Mujja'ah menunjukkan mayat
Musailimah
Selesai pertempuran atas permintaan Khalid Mujja'ah
dibawa dari kemahnya. Dimintanya ia menunjukkan mayat
Musailimah. Sementara sedang memeriksa mayat-mayat itu,
mereka melalui mayat Muhakkam - Muhakkam ini berwajah
tampan. Setelah Khalid melihatnya ia bertanya kepada
Mujja'ah: Dia ini kawanmu itu? "Bukan," jawab Mujja'ah.
"Orang ini lebih baik dan lebih terhormat dari dia. Ini
Muhakkam."
Mujja'ah dan Khalid memasuki Kebun Maut itu. Mereka lalu
di depan mayat "Ruwaijil Usaifir Ukhainas" itu.
"Inilah orangnya. Kalian sekarang sudah bebas dari dia,"
kata Mujja'ah.
"Orang inilah yang telah berbuat sekehendak hatinya
terhadap kalian," sambung Khalid.
Malapetaka yang ditimbulkan Musailimah itu kini sudah
berakhir dan sudah dicabut dari akarnya. Angkatan
bersenjatanya pun telah dikikis habis. Sudah tibakah saatnya
sekarang Khalid dan pasukannya harus beristirahat?
+ + +
Latihan 1 =>
Tentukan apakah setiap pernyataan berikut sesuai dengan bacaan tentang Mujja'ah dan mayat Musailimah. Jawab ya atau tidak, lalu kutip kata-kata bacaan yang menjadi penentunya. (a) Muhakkam berwajah tampan. (b) Mujja'ah membenarkan bahwa mayat Muhakkam adalah kawannya. (c) Angkatan bersenjata Musailimah masih utuh setelah pertempuran.
Latihan 2 =>
Ambil dari baris-baris di bawah setiap baris yang memuat kata "green".

(Baris dataset penunjukan objek)
+ + +
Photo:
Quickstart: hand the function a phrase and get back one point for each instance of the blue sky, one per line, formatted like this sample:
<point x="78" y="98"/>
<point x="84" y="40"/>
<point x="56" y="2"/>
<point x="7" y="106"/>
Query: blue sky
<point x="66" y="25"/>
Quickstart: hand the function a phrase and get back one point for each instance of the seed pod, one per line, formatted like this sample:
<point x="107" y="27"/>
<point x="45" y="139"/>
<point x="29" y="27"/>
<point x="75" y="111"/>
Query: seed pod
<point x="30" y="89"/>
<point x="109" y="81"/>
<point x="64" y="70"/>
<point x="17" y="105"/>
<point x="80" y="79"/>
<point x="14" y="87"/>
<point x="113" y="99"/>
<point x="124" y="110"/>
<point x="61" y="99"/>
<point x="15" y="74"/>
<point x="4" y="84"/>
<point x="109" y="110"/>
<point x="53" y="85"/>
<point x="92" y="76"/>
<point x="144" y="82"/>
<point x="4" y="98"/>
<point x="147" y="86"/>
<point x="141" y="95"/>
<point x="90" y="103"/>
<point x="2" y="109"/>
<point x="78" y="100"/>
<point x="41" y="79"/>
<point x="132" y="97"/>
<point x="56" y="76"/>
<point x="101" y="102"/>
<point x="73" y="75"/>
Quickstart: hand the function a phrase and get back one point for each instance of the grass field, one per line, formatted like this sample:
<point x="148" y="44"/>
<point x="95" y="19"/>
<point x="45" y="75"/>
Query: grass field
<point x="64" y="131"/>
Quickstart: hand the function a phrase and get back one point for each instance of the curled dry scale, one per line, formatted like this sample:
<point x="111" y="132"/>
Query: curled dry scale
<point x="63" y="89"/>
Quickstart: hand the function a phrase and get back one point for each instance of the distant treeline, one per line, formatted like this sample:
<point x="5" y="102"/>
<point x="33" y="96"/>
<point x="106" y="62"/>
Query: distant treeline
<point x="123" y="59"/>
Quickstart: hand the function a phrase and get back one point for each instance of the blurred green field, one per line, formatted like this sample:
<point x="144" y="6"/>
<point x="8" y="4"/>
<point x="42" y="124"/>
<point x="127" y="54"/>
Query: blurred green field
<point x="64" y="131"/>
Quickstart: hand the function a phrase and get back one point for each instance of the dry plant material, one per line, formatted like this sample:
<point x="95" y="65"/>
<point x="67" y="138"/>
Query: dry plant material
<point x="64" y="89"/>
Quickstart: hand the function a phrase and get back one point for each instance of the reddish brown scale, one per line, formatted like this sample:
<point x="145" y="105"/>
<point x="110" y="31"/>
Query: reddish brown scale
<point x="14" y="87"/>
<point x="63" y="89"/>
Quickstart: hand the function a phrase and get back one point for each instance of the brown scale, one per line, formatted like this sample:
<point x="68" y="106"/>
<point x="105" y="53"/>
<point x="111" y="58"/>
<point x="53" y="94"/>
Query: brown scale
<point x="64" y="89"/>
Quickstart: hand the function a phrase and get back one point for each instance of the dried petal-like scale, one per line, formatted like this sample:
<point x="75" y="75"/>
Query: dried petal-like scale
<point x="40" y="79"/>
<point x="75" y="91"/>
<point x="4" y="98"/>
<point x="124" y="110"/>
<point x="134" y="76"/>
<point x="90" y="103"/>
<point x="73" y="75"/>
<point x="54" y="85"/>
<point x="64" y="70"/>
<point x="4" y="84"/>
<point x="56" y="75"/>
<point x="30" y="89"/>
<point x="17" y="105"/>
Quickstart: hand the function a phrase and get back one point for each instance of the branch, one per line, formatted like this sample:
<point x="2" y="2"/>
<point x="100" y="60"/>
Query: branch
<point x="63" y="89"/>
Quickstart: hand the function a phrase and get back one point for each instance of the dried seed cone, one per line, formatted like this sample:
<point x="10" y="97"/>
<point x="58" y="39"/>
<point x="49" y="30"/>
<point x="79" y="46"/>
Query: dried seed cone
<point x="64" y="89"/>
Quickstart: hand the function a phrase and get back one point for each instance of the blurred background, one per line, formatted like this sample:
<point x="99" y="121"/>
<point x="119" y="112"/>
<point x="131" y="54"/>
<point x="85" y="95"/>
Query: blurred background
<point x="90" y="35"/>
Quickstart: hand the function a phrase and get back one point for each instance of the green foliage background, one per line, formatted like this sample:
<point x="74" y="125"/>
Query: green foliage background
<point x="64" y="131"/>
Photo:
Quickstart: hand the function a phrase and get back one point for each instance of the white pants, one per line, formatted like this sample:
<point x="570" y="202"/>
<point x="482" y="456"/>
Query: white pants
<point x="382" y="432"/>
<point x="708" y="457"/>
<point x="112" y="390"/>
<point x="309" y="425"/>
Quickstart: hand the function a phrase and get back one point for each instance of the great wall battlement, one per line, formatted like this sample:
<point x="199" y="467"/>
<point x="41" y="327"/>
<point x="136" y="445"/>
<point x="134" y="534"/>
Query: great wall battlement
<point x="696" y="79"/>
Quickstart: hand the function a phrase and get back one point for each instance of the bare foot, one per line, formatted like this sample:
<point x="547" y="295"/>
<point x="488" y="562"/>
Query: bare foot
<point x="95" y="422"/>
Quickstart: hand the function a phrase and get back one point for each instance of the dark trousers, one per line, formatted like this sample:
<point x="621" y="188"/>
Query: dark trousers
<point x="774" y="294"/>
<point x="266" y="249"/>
+ + +
Hasil Tugas 1 =>
(a) Ya: "Muhakkam ini berwajah tampan"
(b) Tidak: "Bukan," jawab Mujja'ah.
(c) Tidak: "Angkatan bersenjatanya pun telah dikikis habis."

Hasil Tugas 2 =>
Quickstart: hand the function a phrase and get back one point for each instance of the blurred green field, one per line, formatted like this sample:
Query: blurred green field
Quickstart: hand the function a phrase and get back one point for each instance of the green foliage background, one per line, formatted like this sample:
Query: green foliage background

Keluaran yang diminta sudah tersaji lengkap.